Object position labeling records:

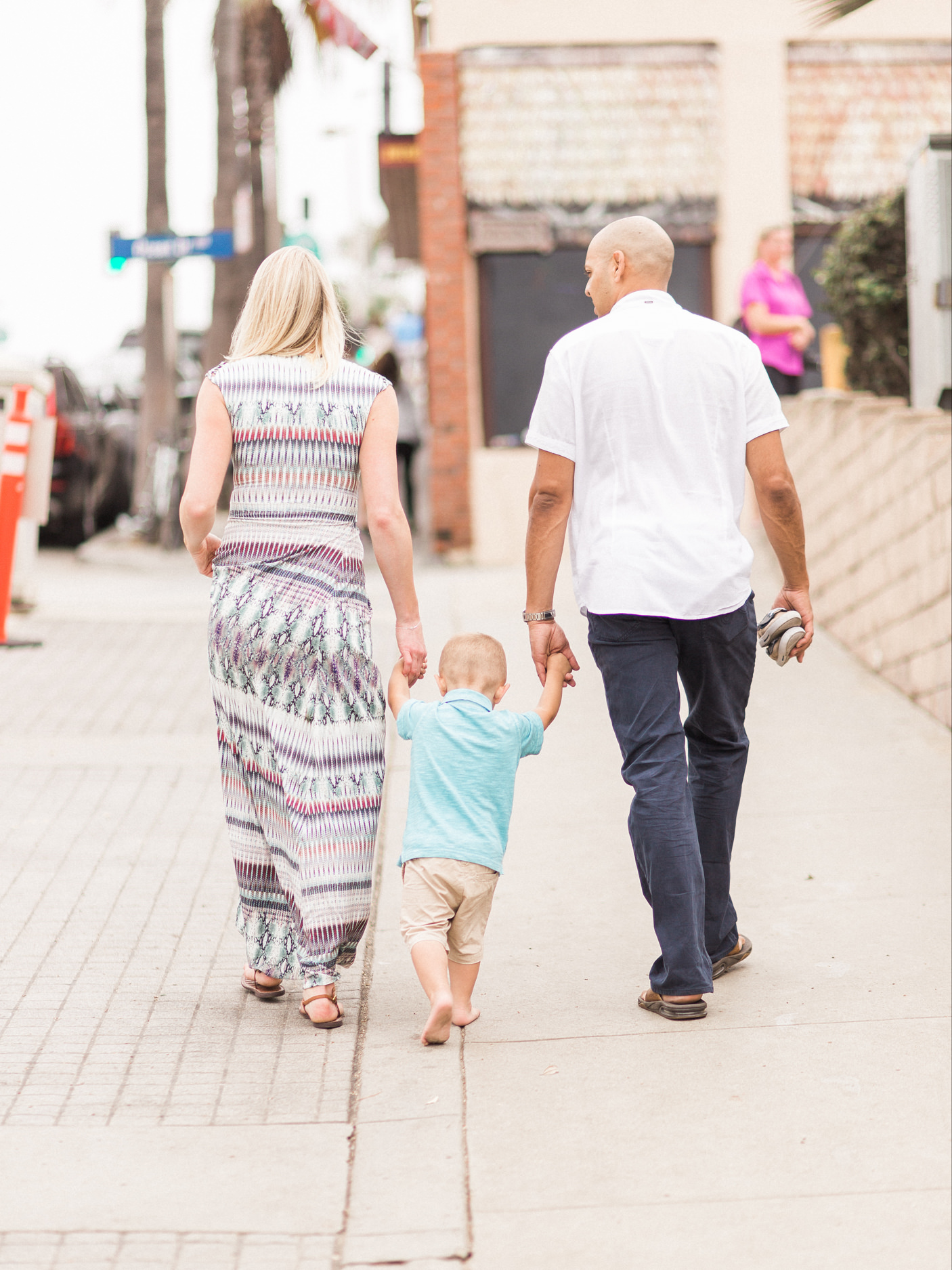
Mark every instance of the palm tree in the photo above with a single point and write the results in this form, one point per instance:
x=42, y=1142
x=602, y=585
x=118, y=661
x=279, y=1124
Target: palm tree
x=158, y=415
x=830, y=10
x=253, y=59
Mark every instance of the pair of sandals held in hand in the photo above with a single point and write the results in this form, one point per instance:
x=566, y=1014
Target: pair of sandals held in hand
x=779, y=631
x=271, y=992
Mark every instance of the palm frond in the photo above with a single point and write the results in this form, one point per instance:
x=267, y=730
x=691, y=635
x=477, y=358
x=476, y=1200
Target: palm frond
x=831, y=10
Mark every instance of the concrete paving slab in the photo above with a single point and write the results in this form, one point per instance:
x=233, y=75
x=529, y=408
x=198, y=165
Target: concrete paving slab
x=802, y=1107
x=174, y=1180
x=837, y=1232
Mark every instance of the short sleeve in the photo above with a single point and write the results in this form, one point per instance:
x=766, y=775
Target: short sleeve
x=762, y=406
x=553, y=425
x=409, y=717
x=806, y=308
x=531, y=733
x=753, y=290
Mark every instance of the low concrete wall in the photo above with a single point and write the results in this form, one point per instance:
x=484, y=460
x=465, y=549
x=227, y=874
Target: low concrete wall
x=873, y=478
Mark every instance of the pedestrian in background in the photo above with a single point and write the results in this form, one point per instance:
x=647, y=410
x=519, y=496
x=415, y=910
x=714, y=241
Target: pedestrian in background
x=299, y=700
x=776, y=312
x=644, y=423
x=409, y=429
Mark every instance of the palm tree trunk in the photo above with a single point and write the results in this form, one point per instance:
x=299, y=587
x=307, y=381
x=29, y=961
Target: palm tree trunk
x=257, y=77
x=158, y=409
x=232, y=276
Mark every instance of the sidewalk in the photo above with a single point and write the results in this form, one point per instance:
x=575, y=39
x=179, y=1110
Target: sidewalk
x=152, y=1114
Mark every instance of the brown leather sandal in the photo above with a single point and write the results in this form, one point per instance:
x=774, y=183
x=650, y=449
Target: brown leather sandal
x=679, y=1010
x=326, y=1024
x=261, y=990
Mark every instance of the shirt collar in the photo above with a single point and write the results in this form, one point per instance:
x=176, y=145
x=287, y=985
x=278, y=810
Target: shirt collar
x=469, y=695
x=645, y=297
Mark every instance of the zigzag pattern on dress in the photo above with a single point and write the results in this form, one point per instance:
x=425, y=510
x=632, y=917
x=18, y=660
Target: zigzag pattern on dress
x=299, y=700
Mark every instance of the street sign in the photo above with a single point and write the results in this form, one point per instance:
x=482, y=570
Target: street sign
x=168, y=248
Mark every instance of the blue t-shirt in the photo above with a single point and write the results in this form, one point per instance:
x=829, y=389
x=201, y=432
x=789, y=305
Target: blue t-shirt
x=462, y=774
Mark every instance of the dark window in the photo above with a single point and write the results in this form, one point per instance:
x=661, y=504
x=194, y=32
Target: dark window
x=529, y=301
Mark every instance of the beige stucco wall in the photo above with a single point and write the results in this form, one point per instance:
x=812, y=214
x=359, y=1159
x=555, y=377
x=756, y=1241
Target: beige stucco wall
x=875, y=482
x=752, y=37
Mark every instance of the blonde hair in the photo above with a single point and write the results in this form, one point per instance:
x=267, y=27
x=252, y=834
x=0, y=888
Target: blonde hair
x=473, y=660
x=291, y=312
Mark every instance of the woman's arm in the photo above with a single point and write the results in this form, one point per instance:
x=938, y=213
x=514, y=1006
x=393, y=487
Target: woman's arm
x=390, y=534
x=209, y=464
x=397, y=689
x=762, y=322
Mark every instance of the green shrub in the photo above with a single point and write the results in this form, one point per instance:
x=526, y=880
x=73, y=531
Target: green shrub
x=865, y=276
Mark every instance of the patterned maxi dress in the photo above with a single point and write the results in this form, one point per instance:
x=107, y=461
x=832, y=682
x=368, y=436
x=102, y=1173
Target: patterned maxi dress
x=297, y=698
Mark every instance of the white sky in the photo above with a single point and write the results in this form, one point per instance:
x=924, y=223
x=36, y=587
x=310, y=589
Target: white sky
x=74, y=142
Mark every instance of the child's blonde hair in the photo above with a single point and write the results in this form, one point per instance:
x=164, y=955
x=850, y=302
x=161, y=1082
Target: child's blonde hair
x=475, y=658
x=291, y=312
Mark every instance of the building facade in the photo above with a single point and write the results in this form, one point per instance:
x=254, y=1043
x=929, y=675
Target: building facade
x=715, y=117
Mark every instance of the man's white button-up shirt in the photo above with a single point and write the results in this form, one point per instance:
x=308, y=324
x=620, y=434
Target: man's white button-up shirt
x=655, y=406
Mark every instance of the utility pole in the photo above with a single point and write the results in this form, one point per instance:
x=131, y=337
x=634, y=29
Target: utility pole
x=159, y=403
x=232, y=276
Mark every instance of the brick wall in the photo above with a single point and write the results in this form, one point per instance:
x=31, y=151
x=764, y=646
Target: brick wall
x=446, y=259
x=873, y=478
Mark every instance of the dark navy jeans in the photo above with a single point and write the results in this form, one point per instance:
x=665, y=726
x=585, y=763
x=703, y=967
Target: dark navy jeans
x=685, y=812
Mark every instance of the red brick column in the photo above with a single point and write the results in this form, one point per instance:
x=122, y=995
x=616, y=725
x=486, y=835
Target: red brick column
x=445, y=257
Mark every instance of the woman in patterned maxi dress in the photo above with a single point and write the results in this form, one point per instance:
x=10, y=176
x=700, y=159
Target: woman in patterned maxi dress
x=299, y=700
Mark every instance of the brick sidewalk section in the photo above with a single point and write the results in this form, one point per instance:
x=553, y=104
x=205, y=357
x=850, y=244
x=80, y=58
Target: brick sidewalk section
x=120, y=1002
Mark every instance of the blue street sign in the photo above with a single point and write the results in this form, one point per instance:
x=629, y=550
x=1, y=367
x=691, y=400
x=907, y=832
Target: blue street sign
x=171, y=247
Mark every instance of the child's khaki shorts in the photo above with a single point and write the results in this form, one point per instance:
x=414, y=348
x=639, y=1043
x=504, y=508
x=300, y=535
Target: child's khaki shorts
x=448, y=902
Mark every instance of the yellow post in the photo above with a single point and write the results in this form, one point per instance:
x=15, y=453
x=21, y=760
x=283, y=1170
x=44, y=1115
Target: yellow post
x=833, y=357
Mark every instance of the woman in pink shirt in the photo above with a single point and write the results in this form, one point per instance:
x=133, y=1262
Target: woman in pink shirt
x=776, y=312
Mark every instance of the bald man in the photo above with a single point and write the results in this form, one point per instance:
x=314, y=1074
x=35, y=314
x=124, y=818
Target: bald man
x=644, y=425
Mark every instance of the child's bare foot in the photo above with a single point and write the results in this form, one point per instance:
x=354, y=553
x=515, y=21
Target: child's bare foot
x=437, y=1030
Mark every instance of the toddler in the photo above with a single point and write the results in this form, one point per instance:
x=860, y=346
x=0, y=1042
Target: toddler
x=462, y=772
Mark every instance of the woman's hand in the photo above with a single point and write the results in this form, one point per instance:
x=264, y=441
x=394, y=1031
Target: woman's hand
x=204, y=553
x=413, y=650
x=802, y=337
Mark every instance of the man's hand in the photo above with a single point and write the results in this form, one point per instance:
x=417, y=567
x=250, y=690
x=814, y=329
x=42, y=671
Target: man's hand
x=799, y=601
x=203, y=555
x=545, y=639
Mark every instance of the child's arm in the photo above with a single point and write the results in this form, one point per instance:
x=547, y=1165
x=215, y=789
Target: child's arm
x=397, y=689
x=557, y=666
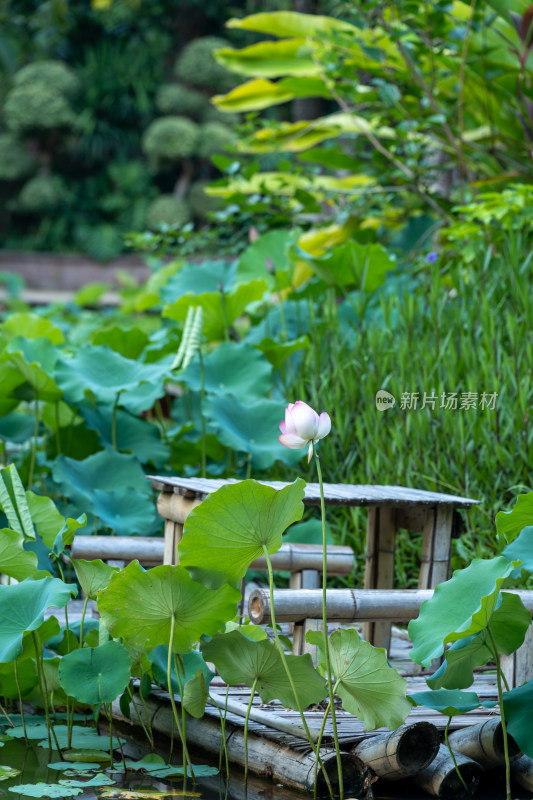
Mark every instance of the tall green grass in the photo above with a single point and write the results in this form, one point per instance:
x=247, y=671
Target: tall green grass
x=437, y=328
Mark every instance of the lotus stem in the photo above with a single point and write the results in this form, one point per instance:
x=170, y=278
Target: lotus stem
x=325, y=624
x=247, y=717
x=314, y=748
x=187, y=760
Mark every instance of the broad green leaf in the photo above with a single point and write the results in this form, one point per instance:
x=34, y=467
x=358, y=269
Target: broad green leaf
x=192, y=662
x=133, y=434
x=32, y=326
x=102, y=373
x=234, y=368
x=103, y=470
x=125, y=511
x=93, y=575
x=518, y=710
x=241, y=660
x=459, y=607
x=449, y=702
x=49, y=522
x=290, y=23
x=367, y=685
x=128, y=342
x=509, y=624
x=95, y=675
x=140, y=606
x=14, y=504
x=270, y=59
x=510, y=523
x=235, y=301
x=353, y=264
x=195, y=695
x=250, y=428
x=14, y=560
x=229, y=529
x=22, y=607
x=278, y=352
x=521, y=549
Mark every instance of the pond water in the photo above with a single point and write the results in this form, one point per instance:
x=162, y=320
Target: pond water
x=34, y=762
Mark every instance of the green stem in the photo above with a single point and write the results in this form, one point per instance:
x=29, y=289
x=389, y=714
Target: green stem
x=20, y=701
x=204, y=427
x=314, y=748
x=247, y=717
x=33, y=454
x=114, y=422
x=172, y=702
x=502, y=715
x=325, y=624
x=456, y=765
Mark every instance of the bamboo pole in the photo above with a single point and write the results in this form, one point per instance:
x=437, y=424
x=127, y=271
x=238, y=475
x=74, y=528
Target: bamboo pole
x=441, y=779
x=484, y=743
x=397, y=605
x=267, y=758
x=401, y=753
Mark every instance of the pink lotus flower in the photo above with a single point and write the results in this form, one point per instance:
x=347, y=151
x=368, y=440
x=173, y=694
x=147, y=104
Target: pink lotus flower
x=302, y=426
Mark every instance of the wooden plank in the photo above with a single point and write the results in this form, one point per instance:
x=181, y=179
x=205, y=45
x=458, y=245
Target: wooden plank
x=379, y=568
x=339, y=494
x=436, y=546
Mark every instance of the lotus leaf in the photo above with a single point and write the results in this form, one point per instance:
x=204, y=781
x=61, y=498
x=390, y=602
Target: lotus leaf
x=229, y=529
x=140, y=607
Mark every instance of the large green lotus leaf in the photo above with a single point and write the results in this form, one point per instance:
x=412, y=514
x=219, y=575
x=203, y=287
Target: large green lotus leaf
x=250, y=428
x=229, y=529
x=14, y=504
x=241, y=660
x=510, y=523
x=195, y=695
x=278, y=352
x=235, y=301
x=15, y=427
x=449, y=702
x=192, y=662
x=234, y=368
x=40, y=789
x=49, y=522
x=521, y=549
x=32, y=326
x=363, y=266
x=93, y=575
x=367, y=685
x=22, y=607
x=459, y=607
x=124, y=510
x=34, y=360
x=134, y=434
x=270, y=59
x=518, y=710
x=199, y=279
x=139, y=606
x=102, y=373
x=26, y=675
x=509, y=624
x=95, y=674
x=128, y=342
x=14, y=560
x=103, y=470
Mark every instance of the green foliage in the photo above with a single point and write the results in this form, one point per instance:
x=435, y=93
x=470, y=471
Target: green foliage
x=167, y=210
x=37, y=106
x=54, y=74
x=197, y=66
x=173, y=98
x=16, y=160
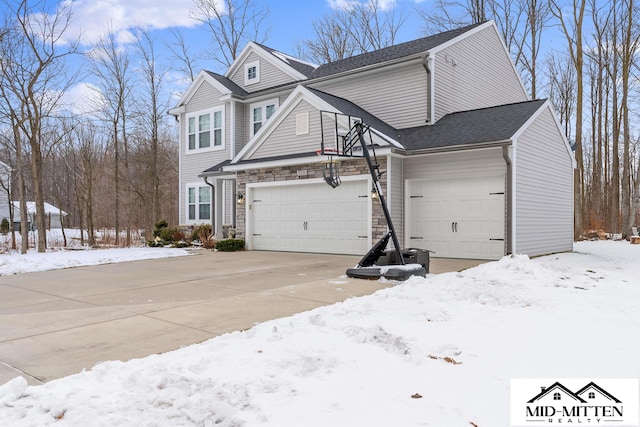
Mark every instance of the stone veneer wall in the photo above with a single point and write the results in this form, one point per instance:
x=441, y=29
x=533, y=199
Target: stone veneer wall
x=309, y=171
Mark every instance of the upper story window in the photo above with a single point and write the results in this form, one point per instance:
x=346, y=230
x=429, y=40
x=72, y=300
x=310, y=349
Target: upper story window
x=261, y=112
x=205, y=131
x=251, y=72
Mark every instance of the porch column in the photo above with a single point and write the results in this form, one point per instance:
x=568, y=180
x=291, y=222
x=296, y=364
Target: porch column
x=217, y=208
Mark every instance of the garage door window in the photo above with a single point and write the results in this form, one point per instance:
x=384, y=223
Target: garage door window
x=199, y=203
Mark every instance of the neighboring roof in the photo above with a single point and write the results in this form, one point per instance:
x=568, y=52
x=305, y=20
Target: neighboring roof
x=31, y=208
x=492, y=124
x=295, y=63
x=228, y=83
x=390, y=53
x=351, y=109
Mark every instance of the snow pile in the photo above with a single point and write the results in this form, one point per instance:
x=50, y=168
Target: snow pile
x=438, y=351
x=15, y=263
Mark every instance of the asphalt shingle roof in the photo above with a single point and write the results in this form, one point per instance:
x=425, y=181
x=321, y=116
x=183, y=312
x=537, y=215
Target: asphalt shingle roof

## WHAT YOU HAVE TO DO
Can you rewrite the part that opens with the line containing "Mark every instance of the child's arm" and closes with the line containing "x=187, y=760", changing "lotus stem" to "lotus stalk" and leaving everything else the same? Return only those lines, and leave the pictures out of your answer.

## THE RESULT
Mark every instance of the child's arm in the photo above with a single point and write the results in this form, one point per instance:
x=547, y=1165
x=215, y=789
Target: child's arm
x=397, y=689
x=557, y=666
Mark every instance of the tall green grass in the photo above with a single point and write the results in this form, one point per instance:
x=247, y=671
Target: tall green grass
x=437, y=328
Mark every instance of the lotus stalk in the photo above with a single point and write the results in this form, one point per instance:
x=170, y=278
Target: lotus stalk
x=325, y=624
x=247, y=717
x=314, y=748
x=187, y=760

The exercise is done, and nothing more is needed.